• _Exercise task_
Reproduce word for word the records from the line containing "Warm-up drill — bounding-box annotation" through the end of the records, including both ends. Omit the pictures from your copy.

(Image region labeling records)
[Start]

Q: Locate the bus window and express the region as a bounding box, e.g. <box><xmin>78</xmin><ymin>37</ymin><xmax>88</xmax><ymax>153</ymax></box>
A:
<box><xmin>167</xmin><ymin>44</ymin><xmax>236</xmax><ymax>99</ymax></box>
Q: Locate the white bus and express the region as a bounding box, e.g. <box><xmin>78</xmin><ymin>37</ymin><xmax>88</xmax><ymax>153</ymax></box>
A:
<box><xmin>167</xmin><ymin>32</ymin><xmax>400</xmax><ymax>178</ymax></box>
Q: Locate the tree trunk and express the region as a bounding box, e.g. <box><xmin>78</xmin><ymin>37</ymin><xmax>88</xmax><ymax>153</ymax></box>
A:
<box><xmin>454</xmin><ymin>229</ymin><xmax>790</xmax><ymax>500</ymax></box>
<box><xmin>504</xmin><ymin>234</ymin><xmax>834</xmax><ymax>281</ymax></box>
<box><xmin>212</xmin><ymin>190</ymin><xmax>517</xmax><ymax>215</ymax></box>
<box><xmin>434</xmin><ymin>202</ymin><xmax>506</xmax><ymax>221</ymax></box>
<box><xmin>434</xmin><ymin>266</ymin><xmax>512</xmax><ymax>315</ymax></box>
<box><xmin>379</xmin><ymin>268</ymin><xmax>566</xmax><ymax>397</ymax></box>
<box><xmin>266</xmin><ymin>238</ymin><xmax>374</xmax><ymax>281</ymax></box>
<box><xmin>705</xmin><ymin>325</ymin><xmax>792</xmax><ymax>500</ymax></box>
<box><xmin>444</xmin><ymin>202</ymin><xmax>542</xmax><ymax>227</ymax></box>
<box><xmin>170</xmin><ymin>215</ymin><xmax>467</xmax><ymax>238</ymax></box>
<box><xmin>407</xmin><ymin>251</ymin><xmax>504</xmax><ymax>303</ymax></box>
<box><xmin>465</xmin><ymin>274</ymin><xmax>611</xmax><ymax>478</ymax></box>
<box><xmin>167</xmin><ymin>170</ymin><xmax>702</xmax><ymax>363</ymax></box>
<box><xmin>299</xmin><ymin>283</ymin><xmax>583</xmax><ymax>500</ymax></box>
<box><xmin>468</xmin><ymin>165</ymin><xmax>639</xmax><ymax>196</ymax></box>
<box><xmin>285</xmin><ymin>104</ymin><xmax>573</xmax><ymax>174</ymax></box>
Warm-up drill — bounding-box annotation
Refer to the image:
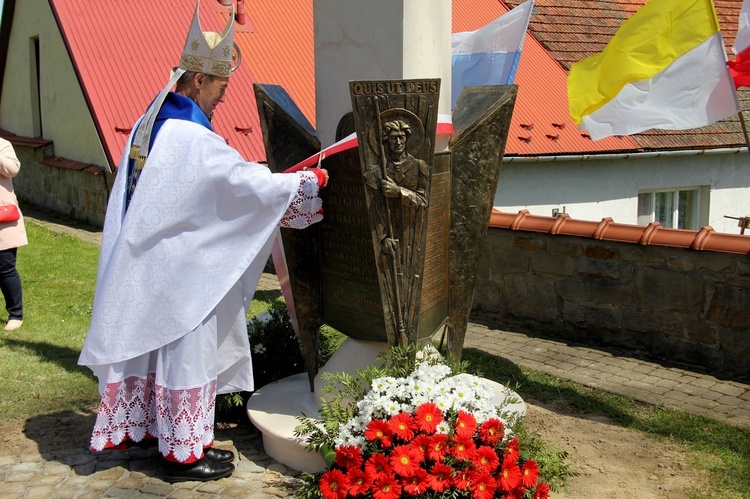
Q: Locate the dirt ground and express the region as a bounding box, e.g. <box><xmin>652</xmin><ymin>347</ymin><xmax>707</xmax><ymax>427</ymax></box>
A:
<box><xmin>0</xmin><ymin>403</ymin><xmax>707</xmax><ymax>499</ymax></box>
<box><xmin>526</xmin><ymin>404</ymin><xmax>708</xmax><ymax>499</ymax></box>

[End]

• _Expected output_
Warm-up drill — bounding-box annotation
Refer to the image:
Q: Locate the dirt ground and express the region as a bounding box, e.g. <box><xmin>652</xmin><ymin>347</ymin><xmax>707</xmax><ymax>427</ymax></box>
A:
<box><xmin>0</xmin><ymin>403</ymin><xmax>707</xmax><ymax>499</ymax></box>
<box><xmin>526</xmin><ymin>404</ymin><xmax>708</xmax><ymax>499</ymax></box>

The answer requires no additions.